> **What to produce**:
Your copy should start at the line with "Detect sky in this picture." and end at the line with "Detect heart-shaped sign in this picture." in the data below. Transcribe only those lines, exactly, pictures excluded.

[Images for object localization]
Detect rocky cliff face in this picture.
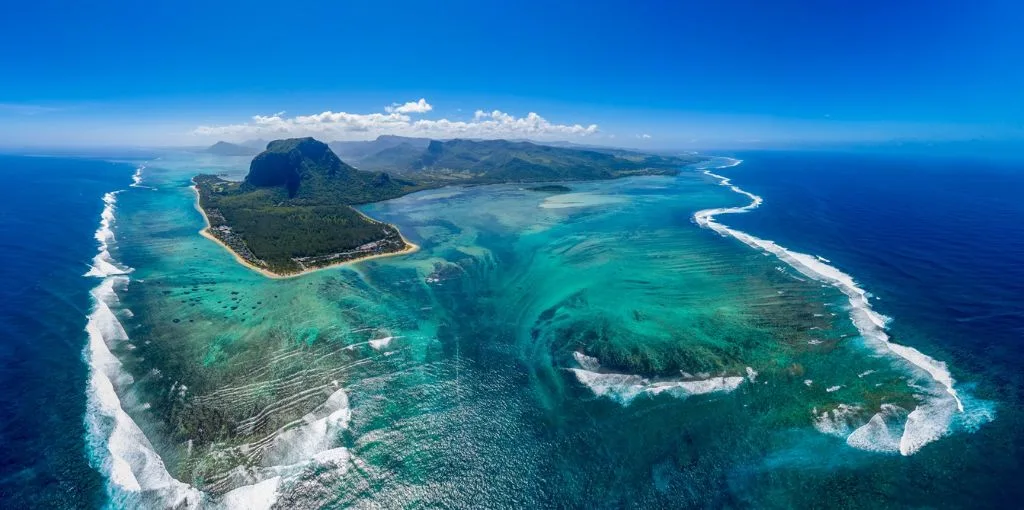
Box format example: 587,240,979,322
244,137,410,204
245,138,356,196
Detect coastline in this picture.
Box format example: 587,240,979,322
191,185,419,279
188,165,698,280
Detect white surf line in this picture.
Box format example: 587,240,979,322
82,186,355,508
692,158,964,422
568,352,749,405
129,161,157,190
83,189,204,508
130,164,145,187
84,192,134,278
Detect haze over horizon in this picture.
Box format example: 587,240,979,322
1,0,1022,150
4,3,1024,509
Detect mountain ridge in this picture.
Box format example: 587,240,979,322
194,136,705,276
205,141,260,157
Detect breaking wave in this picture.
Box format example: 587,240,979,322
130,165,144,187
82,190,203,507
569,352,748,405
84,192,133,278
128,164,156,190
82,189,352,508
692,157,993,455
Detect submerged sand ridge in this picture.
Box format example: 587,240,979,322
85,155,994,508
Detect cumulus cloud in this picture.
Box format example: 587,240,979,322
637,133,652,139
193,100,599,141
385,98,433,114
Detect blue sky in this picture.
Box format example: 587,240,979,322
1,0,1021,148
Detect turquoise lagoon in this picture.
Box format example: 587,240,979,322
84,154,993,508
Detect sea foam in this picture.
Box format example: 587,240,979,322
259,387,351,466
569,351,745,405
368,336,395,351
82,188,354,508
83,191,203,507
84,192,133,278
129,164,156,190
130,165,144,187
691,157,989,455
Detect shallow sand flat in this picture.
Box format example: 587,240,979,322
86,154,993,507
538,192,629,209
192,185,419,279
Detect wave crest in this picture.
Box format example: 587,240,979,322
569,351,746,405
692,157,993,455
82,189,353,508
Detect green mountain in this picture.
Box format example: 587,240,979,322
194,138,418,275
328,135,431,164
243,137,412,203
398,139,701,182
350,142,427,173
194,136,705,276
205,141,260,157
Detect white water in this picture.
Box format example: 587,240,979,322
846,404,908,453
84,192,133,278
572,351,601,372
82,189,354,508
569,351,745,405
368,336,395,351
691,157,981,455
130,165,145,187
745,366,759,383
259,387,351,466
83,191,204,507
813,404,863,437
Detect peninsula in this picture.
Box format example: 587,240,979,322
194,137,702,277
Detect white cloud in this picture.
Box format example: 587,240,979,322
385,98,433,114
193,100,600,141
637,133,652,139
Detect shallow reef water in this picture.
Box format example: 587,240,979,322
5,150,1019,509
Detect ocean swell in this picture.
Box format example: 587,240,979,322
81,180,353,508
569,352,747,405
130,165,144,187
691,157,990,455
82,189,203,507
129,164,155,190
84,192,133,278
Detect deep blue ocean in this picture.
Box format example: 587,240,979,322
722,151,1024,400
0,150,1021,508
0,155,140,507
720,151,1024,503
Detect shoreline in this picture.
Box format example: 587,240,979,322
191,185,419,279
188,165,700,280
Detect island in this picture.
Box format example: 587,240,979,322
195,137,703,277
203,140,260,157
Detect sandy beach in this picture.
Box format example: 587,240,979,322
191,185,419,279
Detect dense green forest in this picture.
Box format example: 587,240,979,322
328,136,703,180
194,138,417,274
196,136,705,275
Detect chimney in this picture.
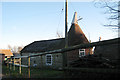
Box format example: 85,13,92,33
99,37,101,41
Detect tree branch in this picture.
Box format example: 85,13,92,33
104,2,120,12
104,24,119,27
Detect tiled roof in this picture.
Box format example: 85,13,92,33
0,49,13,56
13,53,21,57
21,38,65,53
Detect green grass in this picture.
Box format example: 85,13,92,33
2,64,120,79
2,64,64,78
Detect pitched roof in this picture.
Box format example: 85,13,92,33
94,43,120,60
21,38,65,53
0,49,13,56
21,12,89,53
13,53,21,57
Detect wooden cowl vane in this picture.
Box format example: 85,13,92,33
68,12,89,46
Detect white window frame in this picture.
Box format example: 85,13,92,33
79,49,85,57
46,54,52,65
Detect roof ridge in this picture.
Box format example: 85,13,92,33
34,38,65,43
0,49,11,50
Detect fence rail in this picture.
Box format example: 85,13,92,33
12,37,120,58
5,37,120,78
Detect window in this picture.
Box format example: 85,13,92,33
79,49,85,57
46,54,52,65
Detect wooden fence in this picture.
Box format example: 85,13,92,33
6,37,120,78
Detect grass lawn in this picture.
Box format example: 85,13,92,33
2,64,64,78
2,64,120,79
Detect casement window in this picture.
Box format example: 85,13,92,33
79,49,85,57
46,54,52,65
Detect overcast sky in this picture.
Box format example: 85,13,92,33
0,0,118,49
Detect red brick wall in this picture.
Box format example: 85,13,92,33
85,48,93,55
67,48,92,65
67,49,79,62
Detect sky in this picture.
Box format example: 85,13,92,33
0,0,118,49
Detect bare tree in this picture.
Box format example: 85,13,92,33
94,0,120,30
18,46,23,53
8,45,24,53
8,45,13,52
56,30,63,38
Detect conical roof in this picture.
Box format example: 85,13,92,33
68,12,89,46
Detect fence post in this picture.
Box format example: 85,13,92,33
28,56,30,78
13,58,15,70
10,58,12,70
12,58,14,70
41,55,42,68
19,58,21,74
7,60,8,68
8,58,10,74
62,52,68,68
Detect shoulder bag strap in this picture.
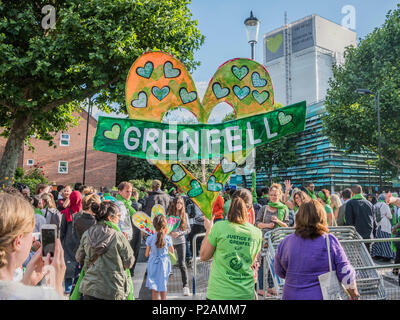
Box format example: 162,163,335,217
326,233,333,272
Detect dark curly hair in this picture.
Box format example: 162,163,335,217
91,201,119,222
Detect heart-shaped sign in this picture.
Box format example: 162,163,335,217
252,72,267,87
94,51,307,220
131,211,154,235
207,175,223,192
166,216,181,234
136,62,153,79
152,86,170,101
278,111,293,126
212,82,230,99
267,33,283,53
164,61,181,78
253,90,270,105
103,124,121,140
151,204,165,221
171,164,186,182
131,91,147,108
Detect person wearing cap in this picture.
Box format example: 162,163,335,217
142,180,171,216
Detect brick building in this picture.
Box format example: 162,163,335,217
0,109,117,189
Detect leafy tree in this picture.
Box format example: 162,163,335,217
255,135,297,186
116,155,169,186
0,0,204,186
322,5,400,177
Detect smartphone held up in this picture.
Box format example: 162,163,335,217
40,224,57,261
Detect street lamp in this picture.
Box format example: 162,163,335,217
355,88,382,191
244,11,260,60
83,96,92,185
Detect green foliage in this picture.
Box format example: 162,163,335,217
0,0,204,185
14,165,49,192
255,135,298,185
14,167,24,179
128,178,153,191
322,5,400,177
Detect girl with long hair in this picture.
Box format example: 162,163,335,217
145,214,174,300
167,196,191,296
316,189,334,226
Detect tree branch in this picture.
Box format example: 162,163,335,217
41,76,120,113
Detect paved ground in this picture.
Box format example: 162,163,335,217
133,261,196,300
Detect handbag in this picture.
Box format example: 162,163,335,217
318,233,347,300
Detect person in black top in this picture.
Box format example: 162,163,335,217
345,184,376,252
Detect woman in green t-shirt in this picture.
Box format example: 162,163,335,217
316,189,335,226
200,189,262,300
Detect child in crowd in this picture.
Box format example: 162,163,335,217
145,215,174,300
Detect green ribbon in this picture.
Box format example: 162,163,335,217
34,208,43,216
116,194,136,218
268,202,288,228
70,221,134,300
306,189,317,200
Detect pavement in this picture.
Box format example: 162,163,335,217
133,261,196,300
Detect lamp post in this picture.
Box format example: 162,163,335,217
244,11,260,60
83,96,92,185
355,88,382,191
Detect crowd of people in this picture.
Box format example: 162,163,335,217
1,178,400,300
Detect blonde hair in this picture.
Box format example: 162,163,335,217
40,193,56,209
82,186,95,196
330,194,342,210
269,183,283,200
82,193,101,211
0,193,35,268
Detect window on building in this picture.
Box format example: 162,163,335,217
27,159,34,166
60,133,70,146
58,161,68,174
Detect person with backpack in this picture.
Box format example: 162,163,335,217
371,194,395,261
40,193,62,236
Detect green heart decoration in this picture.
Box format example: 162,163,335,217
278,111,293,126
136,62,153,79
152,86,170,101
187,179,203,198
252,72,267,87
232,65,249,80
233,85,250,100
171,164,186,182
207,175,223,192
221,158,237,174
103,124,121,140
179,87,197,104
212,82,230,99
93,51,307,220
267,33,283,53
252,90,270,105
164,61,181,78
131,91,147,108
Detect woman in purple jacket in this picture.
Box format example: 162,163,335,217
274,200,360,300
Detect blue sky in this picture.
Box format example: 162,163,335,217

> **Output for this task**:
Detect sky in this picture.
Box format example: 85,13,92,33
0,0,118,49
Detect bare tree in this picture.
Box format example: 85,13,92,33
94,0,120,30
18,46,23,53
8,45,24,53
8,45,13,52
56,30,63,38
Detect conical roof in this picture.
Box format example: 85,13,92,33
68,12,89,46
Detect fence post in this picture.
Box format example: 85,13,92,33
28,56,30,78
13,58,15,70
10,58,12,70
12,58,14,70
41,55,42,68
19,58,21,74
7,60,8,68
8,58,10,74
62,52,68,68
Detect shoulder bag strap in this picture.
Box format example: 162,163,335,217
326,233,333,272
Detect dark curly hair in this picture.
Box format example: 162,163,335,217
91,201,119,222
Detect heart-shaped sign in this picture.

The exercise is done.